> Work instructions
From the excerpt below about the Village of Warsaw land sale, extract word for word the span that begins at "There is no evidence" and stops after "Quit Claim Deed.".

> Document section
__________
Defendant GOTT acquired the 1973 Parcel as a result of a successful bid which he submitted after the VILLAGE published a Legal Notice dated February 23, 1973. The perimeter description of the property to be sold which was set forth in the Legal Notice was significantly more general and abbreviated than the description ultimately set forth in the 1973 Deed. The description in the Legal Notice was preceded by this language:
"The premises being sold are briefly described
as follows:" emphasis added).
The preamble to the description in the Legal Notice contained
"The VILLAGE OF WARSAW having determined that a
certain parcel of land owned by the VILLAGE is no longer necessary
for VILLAGE purposes ..." (emphasis added).
There is no evidence before the Court that at any time between 1973 and 1983 Defendant GOTT, affirmatively requested the execution and delivery of a "corrective" Deed eliminating what he has characterized as a description discrepancy between the published Legal Notice and the 1973 Quit Claim Deed.
There is no doubt by the evidence, the Defendant DONALD GOTT, expected to buy the entire parcel. He very well indeed thought that is what he had bought. However, very simply, he did not get the whole parcel. This he knew very soon after the receipt of his Deed. It appears, in context, in his frustration, suspicion and stubbornness he decided to somehow try and correct this. In matter of fact he simply took matters into his own hands. Again he knew he didn't get what he wanted. MR. GOTT knew very well what he didn't get. He felt he should have gotten it, i.e. the parcel in dispute and proceeded thereafter to act in one form or another like he had indeed gotten it all.
__________
> Data shown
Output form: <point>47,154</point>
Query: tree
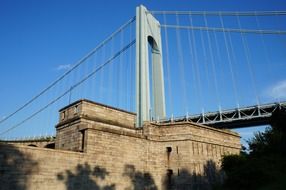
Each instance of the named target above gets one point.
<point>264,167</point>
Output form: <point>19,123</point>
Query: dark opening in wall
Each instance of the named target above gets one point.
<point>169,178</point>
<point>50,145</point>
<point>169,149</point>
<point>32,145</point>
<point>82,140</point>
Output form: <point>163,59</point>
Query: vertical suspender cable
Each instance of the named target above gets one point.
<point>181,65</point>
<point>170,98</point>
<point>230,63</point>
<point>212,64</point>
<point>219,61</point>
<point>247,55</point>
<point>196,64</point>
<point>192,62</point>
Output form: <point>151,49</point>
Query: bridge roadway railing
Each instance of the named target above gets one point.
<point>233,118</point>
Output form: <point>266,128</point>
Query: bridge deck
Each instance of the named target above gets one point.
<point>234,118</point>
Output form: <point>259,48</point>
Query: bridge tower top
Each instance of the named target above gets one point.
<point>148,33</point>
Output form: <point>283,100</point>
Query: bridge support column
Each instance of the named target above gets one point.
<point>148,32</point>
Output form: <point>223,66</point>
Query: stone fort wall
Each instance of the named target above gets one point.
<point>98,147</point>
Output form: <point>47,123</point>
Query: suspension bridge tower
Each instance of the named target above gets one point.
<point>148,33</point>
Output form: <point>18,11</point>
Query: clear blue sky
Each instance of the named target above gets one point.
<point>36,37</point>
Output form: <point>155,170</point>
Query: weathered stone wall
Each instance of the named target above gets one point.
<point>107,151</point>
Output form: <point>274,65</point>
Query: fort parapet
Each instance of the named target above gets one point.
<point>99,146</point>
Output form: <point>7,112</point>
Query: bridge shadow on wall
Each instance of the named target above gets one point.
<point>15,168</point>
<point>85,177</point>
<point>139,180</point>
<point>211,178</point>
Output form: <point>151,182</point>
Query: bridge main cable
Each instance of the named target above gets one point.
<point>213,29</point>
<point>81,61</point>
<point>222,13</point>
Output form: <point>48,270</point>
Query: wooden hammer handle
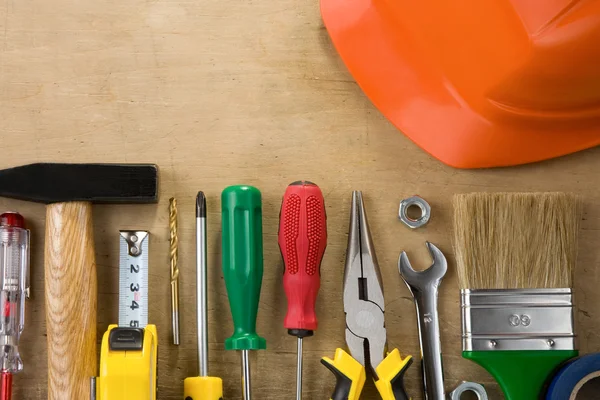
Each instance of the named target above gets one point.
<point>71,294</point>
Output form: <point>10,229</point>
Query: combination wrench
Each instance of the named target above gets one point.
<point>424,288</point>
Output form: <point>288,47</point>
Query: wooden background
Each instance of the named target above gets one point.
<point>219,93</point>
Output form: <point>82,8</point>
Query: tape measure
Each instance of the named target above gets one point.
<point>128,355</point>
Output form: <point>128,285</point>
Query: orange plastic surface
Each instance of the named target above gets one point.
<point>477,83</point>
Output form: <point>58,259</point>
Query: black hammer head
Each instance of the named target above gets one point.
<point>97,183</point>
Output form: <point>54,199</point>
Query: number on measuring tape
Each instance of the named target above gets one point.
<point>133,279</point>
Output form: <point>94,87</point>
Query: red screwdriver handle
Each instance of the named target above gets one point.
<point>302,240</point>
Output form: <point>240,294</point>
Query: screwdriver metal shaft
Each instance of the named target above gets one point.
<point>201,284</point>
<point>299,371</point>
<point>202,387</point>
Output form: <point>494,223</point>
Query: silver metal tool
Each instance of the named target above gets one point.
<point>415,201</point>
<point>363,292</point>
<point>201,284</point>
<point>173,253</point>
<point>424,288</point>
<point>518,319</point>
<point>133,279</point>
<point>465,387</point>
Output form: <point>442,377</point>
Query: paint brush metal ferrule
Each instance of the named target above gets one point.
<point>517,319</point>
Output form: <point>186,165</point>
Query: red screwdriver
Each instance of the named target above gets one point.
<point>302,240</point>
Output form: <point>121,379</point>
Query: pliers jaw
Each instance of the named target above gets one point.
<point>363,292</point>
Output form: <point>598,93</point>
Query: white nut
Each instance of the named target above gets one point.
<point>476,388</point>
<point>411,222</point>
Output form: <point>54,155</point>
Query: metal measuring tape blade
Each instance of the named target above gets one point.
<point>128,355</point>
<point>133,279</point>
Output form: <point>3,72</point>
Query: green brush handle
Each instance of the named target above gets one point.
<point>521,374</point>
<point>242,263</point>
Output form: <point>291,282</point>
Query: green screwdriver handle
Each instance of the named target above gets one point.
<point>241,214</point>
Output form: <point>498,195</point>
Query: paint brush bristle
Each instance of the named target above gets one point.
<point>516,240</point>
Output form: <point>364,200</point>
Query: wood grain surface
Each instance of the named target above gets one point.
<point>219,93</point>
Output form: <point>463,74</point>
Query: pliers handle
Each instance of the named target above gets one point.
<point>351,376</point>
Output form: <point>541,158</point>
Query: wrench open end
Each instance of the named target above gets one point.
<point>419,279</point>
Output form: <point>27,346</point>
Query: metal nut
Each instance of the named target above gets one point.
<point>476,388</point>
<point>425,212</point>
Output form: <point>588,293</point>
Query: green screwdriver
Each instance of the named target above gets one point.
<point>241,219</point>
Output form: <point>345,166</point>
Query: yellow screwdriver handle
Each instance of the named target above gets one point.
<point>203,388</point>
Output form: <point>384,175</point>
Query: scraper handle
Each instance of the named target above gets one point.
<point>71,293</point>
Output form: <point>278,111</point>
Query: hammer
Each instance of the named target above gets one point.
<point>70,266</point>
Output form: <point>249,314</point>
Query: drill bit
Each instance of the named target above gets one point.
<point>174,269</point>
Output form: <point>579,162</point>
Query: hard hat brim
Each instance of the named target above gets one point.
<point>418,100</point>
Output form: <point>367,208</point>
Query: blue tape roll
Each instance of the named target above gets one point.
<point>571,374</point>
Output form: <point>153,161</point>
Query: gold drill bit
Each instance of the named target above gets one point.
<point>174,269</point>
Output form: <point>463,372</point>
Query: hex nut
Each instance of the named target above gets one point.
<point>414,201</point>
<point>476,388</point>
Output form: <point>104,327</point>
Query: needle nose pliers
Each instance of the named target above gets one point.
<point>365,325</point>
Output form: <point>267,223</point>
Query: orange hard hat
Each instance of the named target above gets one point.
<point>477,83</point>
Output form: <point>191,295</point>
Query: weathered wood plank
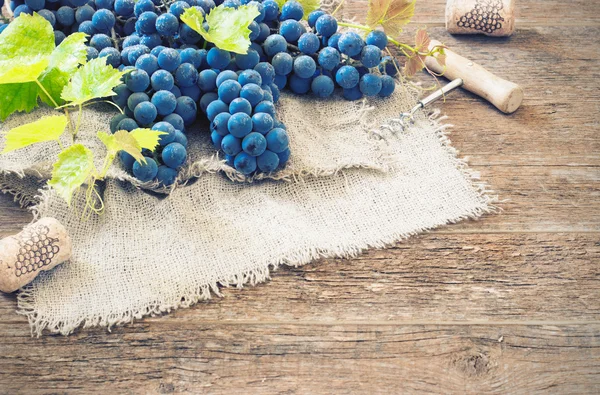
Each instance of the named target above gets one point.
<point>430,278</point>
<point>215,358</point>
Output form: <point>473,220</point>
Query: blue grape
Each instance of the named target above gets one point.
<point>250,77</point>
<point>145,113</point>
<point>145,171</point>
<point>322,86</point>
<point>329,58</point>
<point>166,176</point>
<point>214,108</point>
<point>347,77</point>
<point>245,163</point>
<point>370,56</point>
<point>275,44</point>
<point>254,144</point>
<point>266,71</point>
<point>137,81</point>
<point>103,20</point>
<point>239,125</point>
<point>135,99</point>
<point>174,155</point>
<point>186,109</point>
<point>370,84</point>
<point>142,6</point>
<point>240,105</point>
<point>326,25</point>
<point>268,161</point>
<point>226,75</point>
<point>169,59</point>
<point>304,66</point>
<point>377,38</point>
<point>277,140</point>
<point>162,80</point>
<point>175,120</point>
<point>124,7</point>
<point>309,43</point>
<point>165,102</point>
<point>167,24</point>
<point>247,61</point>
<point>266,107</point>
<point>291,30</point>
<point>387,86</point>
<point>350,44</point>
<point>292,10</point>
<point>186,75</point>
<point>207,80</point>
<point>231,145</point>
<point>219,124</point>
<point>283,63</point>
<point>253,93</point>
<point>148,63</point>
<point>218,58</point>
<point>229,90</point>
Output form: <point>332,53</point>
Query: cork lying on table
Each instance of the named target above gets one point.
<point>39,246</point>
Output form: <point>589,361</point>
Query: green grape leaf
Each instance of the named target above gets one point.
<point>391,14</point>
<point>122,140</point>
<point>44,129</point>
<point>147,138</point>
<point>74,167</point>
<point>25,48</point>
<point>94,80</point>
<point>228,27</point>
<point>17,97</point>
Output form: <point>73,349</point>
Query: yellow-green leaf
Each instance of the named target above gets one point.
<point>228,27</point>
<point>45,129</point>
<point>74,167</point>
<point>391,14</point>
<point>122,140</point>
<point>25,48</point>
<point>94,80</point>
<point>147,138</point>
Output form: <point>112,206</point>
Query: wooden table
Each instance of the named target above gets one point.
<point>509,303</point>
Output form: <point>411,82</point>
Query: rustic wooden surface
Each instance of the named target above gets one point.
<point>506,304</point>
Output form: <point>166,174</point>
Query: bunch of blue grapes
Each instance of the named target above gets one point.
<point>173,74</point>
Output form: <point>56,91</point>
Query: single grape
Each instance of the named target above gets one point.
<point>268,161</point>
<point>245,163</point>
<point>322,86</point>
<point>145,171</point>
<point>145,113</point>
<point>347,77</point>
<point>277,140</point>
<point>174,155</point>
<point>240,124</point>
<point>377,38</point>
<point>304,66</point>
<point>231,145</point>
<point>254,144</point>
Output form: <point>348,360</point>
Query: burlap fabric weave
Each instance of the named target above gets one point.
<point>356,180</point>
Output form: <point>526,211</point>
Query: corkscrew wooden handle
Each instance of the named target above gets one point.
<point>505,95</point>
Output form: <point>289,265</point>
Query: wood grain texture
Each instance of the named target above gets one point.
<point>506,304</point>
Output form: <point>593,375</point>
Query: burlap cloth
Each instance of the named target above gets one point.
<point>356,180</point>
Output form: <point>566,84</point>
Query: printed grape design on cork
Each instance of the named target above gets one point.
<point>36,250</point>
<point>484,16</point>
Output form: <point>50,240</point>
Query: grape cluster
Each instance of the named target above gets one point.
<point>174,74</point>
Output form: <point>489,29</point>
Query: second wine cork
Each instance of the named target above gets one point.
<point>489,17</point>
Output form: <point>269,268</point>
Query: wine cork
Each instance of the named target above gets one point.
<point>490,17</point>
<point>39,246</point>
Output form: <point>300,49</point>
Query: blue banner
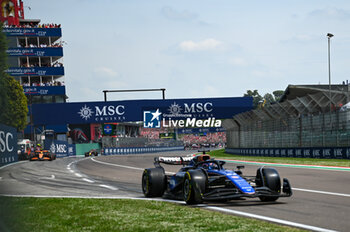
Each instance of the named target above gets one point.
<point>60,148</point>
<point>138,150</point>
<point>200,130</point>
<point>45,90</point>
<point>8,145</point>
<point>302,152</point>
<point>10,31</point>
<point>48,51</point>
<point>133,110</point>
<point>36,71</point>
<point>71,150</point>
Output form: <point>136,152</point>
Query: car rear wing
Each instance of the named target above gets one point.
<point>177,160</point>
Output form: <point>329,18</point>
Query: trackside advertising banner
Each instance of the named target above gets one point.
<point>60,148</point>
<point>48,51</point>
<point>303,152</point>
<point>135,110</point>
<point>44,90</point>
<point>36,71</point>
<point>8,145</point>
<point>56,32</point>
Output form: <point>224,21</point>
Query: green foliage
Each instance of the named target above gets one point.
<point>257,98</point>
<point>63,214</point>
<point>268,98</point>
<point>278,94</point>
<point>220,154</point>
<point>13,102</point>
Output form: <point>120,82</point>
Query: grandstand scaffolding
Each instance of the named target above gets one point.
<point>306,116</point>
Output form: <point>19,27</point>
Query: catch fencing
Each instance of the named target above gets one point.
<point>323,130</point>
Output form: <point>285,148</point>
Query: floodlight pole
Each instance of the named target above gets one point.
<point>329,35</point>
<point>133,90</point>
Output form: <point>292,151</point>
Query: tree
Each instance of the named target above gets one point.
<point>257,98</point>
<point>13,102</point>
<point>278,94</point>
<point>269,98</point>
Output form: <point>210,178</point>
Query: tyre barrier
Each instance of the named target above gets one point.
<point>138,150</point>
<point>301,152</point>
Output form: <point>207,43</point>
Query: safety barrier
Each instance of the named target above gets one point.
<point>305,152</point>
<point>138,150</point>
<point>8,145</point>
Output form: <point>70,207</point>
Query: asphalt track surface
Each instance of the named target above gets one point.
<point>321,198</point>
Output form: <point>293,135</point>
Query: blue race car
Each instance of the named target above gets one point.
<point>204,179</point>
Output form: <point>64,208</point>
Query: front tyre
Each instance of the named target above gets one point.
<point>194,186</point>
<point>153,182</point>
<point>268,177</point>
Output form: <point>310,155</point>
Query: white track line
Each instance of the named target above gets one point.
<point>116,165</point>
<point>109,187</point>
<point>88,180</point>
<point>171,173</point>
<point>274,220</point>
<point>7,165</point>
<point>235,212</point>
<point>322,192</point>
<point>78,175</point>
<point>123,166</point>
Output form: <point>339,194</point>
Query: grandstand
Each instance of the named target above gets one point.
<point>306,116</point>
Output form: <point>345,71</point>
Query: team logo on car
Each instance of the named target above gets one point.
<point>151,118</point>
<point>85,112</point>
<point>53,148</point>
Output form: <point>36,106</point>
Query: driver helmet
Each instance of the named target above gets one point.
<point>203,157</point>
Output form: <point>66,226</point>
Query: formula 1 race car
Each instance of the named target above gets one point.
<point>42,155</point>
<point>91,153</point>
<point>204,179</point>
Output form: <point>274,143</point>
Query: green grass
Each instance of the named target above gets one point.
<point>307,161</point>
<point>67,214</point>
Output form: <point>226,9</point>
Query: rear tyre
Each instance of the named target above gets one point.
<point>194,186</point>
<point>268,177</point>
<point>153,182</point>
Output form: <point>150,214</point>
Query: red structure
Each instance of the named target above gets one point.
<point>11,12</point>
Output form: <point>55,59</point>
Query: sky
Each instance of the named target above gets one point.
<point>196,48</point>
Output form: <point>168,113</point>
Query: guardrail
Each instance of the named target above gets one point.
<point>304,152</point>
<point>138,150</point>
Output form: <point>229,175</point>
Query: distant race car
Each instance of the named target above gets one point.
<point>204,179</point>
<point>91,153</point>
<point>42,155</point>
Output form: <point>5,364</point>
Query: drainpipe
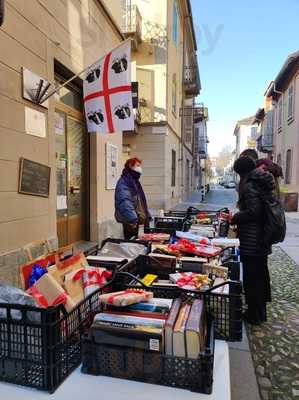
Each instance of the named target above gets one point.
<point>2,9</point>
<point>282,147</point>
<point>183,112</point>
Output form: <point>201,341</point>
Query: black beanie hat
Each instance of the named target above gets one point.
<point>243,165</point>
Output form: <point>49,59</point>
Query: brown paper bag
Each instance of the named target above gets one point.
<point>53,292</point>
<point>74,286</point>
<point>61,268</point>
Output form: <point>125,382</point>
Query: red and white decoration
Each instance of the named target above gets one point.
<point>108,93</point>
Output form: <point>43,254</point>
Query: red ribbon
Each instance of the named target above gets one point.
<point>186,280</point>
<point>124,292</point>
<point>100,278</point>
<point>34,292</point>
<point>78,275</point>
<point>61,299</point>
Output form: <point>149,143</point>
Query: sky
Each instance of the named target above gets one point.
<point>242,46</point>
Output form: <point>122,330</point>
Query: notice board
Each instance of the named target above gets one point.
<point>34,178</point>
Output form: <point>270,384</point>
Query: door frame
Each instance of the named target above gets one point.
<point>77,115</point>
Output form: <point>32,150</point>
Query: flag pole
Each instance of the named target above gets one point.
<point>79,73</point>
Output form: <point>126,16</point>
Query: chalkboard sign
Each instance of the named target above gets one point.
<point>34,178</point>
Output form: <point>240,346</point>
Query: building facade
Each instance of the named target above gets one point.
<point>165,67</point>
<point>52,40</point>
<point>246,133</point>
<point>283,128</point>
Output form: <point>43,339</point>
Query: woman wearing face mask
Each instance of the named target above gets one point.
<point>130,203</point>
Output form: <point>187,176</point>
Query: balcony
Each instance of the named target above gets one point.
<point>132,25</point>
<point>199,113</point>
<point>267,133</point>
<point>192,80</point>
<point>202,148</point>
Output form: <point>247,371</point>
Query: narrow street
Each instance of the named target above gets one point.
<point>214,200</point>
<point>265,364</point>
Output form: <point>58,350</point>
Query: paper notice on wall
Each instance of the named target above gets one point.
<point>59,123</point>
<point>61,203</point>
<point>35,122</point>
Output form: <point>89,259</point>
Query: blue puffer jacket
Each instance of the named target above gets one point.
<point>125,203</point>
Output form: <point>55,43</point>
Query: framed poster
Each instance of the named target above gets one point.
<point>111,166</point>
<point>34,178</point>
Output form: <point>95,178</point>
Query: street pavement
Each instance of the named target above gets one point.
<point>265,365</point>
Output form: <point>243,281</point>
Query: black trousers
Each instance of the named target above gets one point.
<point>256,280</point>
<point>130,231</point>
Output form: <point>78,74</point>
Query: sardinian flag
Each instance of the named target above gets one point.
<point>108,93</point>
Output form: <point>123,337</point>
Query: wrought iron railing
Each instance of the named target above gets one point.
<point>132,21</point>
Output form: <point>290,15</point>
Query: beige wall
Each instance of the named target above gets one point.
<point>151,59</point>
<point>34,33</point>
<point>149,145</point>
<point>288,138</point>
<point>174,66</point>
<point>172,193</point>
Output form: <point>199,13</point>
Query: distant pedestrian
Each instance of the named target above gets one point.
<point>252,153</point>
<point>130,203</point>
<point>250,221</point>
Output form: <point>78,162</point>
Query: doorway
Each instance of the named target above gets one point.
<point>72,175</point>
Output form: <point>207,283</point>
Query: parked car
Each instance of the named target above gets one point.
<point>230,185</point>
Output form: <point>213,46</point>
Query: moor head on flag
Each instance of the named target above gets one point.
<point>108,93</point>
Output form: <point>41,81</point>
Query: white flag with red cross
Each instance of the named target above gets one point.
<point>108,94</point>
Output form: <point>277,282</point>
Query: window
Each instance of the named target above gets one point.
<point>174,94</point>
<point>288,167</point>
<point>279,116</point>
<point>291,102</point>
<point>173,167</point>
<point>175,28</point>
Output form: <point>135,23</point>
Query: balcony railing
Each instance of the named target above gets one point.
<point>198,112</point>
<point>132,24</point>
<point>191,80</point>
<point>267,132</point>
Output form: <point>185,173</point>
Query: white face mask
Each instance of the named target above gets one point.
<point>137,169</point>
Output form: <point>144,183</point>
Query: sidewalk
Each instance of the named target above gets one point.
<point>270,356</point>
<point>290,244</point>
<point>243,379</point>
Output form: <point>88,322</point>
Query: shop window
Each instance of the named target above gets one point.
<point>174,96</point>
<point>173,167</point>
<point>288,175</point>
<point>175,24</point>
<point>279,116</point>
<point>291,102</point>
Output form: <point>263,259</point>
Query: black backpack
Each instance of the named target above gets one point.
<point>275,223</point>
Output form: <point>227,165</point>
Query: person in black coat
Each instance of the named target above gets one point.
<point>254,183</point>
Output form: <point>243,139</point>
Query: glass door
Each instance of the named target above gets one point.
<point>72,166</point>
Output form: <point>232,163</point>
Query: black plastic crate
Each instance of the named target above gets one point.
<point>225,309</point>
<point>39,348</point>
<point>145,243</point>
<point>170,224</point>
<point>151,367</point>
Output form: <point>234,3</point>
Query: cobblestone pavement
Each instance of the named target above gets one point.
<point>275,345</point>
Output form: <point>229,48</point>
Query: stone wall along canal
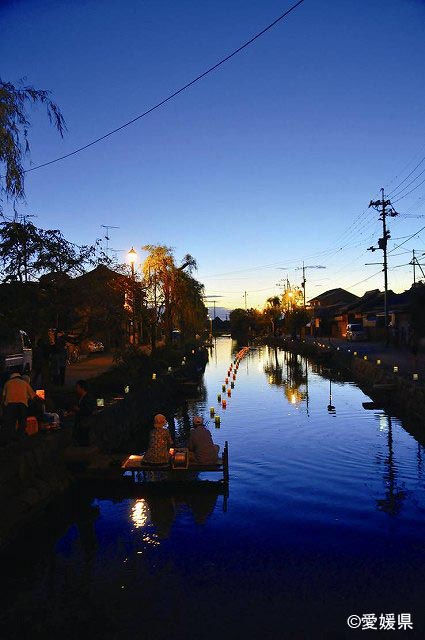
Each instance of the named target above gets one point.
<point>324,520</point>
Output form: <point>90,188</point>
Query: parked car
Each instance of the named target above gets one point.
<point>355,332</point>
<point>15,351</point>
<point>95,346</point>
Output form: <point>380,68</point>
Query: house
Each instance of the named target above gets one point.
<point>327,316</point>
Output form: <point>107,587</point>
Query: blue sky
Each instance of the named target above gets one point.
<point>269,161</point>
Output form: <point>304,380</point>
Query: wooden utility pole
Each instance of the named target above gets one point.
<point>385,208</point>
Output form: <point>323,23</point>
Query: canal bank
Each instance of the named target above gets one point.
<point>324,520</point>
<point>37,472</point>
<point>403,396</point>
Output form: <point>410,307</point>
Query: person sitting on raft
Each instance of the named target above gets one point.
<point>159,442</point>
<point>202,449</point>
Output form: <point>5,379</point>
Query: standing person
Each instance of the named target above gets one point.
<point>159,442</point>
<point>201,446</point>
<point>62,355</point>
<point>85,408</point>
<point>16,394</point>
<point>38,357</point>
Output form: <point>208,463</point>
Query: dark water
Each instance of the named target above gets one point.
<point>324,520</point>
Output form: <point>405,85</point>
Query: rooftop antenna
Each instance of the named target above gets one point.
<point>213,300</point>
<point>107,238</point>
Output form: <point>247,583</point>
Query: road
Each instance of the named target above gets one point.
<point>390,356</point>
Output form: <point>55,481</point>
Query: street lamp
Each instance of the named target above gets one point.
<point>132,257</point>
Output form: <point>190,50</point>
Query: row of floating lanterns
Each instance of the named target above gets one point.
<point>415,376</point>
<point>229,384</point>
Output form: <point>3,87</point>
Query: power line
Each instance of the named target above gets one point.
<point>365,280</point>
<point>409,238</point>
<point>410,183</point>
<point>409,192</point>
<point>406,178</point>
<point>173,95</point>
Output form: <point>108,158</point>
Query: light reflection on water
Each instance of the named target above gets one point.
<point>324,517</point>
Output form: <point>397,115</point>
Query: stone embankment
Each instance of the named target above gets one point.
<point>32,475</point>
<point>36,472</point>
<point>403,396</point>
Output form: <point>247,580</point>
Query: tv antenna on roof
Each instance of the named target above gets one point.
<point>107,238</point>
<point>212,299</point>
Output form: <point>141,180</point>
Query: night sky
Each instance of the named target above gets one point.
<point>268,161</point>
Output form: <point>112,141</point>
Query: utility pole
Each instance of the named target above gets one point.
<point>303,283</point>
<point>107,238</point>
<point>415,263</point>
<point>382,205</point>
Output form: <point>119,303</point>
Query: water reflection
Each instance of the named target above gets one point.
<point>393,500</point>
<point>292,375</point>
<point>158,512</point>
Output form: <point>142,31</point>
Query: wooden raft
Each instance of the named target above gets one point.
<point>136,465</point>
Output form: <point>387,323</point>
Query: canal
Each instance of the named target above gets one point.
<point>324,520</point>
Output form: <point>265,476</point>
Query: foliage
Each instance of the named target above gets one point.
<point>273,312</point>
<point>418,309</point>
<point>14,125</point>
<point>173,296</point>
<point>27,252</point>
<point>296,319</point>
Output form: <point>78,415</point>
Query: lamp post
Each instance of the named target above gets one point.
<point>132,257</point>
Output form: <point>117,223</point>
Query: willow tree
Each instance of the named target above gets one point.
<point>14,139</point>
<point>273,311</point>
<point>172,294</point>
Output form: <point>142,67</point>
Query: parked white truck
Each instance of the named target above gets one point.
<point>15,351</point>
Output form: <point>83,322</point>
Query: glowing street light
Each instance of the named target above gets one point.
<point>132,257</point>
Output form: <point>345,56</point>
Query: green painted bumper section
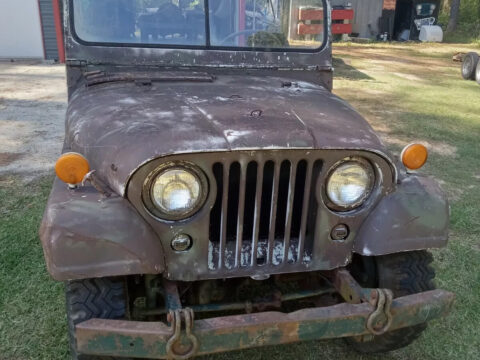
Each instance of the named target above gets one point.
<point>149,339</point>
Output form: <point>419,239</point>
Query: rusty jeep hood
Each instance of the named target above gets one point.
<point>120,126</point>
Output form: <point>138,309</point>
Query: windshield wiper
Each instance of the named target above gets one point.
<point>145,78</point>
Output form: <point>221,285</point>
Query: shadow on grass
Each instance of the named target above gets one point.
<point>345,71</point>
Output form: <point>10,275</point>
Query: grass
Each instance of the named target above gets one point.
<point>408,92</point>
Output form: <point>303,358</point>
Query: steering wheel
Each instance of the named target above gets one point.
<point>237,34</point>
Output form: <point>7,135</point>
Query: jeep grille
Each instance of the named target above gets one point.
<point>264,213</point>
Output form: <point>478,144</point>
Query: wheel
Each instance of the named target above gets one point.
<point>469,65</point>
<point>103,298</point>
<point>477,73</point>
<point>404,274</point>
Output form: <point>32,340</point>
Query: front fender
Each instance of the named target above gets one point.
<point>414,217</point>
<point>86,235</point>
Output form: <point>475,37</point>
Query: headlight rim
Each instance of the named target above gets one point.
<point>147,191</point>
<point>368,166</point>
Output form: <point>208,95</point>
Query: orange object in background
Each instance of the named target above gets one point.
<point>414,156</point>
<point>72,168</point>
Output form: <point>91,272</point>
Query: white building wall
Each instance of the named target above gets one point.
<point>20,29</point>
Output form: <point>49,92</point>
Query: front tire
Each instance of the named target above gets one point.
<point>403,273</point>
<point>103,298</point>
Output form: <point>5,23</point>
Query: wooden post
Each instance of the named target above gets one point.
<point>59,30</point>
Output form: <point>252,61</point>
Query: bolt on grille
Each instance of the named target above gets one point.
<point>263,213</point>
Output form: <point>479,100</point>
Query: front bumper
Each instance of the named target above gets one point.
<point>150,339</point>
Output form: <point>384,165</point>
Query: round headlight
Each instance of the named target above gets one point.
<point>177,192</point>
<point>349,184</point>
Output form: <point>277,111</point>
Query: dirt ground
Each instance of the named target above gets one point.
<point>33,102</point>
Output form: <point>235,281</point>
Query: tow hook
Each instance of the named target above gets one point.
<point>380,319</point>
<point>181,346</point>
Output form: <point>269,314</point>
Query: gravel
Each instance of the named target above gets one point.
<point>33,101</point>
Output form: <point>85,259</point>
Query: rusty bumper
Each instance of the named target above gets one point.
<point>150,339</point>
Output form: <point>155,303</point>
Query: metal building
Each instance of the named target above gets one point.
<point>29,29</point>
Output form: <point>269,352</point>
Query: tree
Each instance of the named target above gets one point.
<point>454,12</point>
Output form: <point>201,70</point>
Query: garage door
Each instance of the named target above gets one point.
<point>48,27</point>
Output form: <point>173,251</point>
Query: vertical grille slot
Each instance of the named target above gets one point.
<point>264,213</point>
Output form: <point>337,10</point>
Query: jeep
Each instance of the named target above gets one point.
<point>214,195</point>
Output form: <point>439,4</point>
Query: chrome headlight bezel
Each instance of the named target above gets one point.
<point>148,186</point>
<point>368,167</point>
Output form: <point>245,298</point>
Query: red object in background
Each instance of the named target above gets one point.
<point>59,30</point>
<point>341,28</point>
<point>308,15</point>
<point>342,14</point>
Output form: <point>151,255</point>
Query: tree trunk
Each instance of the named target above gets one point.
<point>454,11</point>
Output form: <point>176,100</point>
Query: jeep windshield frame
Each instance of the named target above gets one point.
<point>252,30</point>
__________
> Answer for the task
There is no evidence before the Court that at any time between 1973 and 1983 Defendant GOTT, affirmatively requested the execution and delivery of a "corrective" Deed eliminating what he has characterized as a description discrepancy between the published Legal Notice and the 1973 Quit Claim Deed.